╭─ Supplied text

This issue has been automatically marked as stale because it has not had recent activity. It will be closed after 21 days if no further activity occurs. Thank you for your contributions.

hmrg-grmh commented 3 years ago

may be need crt and key?

the DeadlineExceeded in fact might means timeout ...


in[1]:

etcdctl --endpoints 10.20.3.4:2379 member list

out[1]:

{"level":"warn","ts":"2021-09-26T15:29:09.847+0800","logger":"etcd-client","caller":"v3/retry_interceptor.go:62","msg":"retrying of unary invoker failed","target":"etcd-endpoints://0xc00045aa80/#initially=[10.20.3.4:2379]","attempt":0,"error":"rpc error: code = DeadlineExceeded desc = latest balancer error: last connection error: connection closed"}
Error: context deadline exceeded

in[2]:

etcdctl --endpoints 10.20.3.4:2379 endpoint health

out[2]:

{"level":"warn","ts":1632643435.8314652,"logger":"client","caller":"v3/retry_interceptor.go:62","msg":"retrying of unary invoker failed","target":"etcd-endpoints://0xc000166a80/#initially=[10.20.3.4:2379]","attempt":0,"error":"rpc error: code = DeadlineExceeded desc = latest balancer error: last connection error: connection closed"}
10.20.3.4:2379 is unhealthy: failed to commit proposal: context deadline exceeded
Error: unhealthy cluster

just add some flags ...

in[3]:

# at a k8s master node:
cd /etc/kubernetes/pki/etcd &&
etcdctl --endpoints 10.20.3.4:2379 --cacert=ca.crt --cert=server.crt --key=server.key endpoint health

out[3]:

10.20.3.4:2379 is healthy: successfully committed proposal: took = 11.521376ms

successful .

╰─
╭─ Available data

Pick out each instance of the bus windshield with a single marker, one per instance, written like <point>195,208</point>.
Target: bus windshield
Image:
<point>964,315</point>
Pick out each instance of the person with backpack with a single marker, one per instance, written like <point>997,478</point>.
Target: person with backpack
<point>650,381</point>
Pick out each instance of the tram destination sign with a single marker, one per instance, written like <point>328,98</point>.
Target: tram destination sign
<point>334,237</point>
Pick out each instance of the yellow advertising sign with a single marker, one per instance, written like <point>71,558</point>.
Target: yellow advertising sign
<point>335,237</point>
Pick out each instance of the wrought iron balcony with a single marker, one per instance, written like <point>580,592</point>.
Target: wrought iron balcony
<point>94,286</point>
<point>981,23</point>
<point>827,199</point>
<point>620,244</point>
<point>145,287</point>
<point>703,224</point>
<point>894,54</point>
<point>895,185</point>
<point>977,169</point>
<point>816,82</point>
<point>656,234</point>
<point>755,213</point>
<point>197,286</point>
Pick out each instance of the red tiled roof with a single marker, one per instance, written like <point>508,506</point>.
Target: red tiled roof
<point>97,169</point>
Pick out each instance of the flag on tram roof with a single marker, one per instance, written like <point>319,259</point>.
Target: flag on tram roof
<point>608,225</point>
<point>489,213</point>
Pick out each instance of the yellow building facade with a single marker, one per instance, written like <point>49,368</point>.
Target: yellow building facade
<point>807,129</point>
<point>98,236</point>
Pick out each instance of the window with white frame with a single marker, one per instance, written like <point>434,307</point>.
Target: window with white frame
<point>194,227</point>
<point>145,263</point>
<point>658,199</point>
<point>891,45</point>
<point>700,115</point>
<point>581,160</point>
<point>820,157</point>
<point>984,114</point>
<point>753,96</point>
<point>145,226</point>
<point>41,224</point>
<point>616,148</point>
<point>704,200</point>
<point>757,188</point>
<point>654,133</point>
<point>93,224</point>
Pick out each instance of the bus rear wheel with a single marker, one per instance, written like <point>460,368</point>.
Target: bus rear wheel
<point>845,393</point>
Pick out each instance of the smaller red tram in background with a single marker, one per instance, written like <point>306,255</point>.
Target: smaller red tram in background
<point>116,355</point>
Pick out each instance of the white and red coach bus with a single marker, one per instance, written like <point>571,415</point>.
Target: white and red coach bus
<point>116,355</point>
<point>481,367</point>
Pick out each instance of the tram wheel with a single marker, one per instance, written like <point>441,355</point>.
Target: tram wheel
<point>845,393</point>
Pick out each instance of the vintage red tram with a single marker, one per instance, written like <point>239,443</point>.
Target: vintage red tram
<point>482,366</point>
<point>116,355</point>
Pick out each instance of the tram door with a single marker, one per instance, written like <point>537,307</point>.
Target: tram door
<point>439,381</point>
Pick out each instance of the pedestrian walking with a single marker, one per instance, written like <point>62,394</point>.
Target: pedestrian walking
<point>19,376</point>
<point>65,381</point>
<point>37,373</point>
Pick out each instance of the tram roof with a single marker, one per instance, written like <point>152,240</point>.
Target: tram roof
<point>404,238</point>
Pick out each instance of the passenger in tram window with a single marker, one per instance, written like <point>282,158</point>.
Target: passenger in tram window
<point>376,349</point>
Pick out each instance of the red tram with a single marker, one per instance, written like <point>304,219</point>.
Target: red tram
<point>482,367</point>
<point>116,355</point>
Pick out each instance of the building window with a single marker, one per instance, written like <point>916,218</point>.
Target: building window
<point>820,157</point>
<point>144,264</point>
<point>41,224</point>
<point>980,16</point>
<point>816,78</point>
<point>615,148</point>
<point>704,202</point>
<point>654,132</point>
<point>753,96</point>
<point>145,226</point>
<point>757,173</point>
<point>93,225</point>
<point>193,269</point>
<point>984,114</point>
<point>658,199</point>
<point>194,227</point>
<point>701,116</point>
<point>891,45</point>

╰─
╭─ Available data

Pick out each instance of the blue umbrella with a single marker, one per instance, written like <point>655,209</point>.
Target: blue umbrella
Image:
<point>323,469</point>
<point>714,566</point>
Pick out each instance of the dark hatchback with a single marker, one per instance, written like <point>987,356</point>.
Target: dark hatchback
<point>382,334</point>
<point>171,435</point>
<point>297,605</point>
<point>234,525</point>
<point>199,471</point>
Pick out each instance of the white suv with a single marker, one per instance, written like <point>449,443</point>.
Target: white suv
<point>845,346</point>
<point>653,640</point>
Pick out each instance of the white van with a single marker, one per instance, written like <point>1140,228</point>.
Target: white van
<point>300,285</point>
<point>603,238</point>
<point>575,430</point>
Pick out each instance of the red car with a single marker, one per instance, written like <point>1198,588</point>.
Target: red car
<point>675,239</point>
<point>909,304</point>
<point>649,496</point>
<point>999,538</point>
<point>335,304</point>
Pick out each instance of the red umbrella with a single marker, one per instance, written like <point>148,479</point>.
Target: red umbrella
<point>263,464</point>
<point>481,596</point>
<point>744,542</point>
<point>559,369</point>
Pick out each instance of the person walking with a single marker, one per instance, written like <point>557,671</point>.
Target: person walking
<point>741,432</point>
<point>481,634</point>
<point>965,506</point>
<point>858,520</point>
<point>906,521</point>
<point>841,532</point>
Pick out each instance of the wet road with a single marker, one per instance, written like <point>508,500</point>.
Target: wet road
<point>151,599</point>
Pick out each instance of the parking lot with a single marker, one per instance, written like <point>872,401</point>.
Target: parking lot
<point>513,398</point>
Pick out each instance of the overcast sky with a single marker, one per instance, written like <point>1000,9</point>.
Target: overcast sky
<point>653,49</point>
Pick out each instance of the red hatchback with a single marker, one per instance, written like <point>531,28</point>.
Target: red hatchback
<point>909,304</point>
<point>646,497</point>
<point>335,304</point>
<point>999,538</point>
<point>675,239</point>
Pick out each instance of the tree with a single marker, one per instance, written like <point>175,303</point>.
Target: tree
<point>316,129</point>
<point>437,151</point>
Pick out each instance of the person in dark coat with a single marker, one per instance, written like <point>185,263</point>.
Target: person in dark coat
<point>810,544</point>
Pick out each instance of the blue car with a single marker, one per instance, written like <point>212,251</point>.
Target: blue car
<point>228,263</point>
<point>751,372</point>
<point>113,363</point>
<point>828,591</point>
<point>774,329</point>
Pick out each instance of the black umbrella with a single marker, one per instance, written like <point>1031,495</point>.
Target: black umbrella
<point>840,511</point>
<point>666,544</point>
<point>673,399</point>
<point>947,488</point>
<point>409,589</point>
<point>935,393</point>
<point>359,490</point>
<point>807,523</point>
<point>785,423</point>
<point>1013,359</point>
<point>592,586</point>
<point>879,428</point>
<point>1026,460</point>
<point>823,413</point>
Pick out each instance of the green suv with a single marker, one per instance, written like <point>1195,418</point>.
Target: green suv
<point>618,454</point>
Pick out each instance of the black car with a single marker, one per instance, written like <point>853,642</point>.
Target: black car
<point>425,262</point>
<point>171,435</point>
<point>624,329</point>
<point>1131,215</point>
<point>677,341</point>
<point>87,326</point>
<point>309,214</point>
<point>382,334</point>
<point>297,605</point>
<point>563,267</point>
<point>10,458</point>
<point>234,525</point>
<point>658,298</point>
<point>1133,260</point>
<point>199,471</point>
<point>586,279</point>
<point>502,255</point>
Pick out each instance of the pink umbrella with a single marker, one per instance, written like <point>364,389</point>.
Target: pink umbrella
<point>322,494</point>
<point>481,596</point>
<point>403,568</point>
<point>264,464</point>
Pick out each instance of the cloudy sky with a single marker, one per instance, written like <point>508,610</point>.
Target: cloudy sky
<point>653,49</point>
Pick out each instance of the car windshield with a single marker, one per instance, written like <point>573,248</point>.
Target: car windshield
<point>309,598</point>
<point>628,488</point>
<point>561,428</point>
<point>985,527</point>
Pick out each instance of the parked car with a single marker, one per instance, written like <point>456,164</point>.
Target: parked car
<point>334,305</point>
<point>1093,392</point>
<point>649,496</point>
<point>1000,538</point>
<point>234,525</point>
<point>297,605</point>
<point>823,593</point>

╰─

— Objectives —
- 1) Translate this sentence from the etcd issue thread into Spanish: "It will be closed after 21 days if no further activity occurs."
- 2) In the records, reproduce every line from the one containing "Pick out each instance of the yellow advertising" up to and including the one containing "<point>197,286</point>".

— Full answers —
- 1) Se cerrará después de 21 días si no se produce más actividad.

- 2)
Pick out each instance of the yellow advertising sign with a single marker, one per instance, written like <point>71,558</point>.
Target: yellow advertising sign
<point>335,237</point>
Pick out each instance of the wrought iron balcony with a single marker, one per instance, written like <point>580,592</point>.
Target: wrought iron balcony
<point>94,286</point>
<point>981,23</point>
<point>827,199</point>
<point>620,244</point>
<point>145,287</point>
<point>703,224</point>
<point>894,54</point>
<point>895,185</point>
<point>977,169</point>
<point>816,82</point>
<point>656,234</point>
<point>755,213</point>
<point>197,286</point>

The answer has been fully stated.